Problem:
Once the pictures are set aside, output all the records exactly.

Collected data
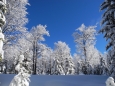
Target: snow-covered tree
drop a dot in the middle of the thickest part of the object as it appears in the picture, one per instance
(108, 29)
(13, 51)
(110, 82)
(37, 33)
(22, 78)
(69, 66)
(84, 38)
(44, 59)
(15, 20)
(60, 53)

Completed task:
Target: snow-covered tree
drop a dot in the middle of the thickest part of the object as it appears in the picture, one per instance
(108, 29)
(13, 51)
(110, 82)
(37, 33)
(22, 78)
(69, 66)
(84, 38)
(44, 59)
(15, 20)
(60, 53)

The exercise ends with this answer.